Could you return every record below word for word, leaving out the pictures?
[[ Recorded data, beginning ]]
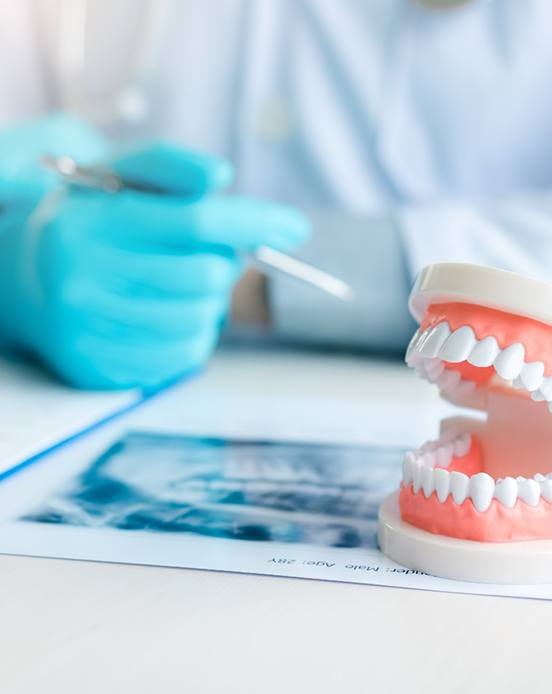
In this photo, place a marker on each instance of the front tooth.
(434, 368)
(545, 389)
(412, 345)
(509, 362)
(428, 484)
(532, 374)
(546, 489)
(409, 458)
(448, 380)
(416, 476)
(459, 345)
(459, 483)
(481, 490)
(435, 340)
(485, 352)
(529, 491)
(506, 492)
(462, 445)
(442, 483)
[[ Recorded data, end ]]
**The completed task**.
In this photo, place a marker on each instance of the front tooth.
(434, 368)
(545, 389)
(412, 345)
(509, 362)
(428, 484)
(532, 374)
(546, 489)
(409, 458)
(448, 380)
(416, 476)
(459, 345)
(459, 483)
(481, 490)
(435, 340)
(485, 352)
(529, 491)
(506, 492)
(462, 445)
(442, 483)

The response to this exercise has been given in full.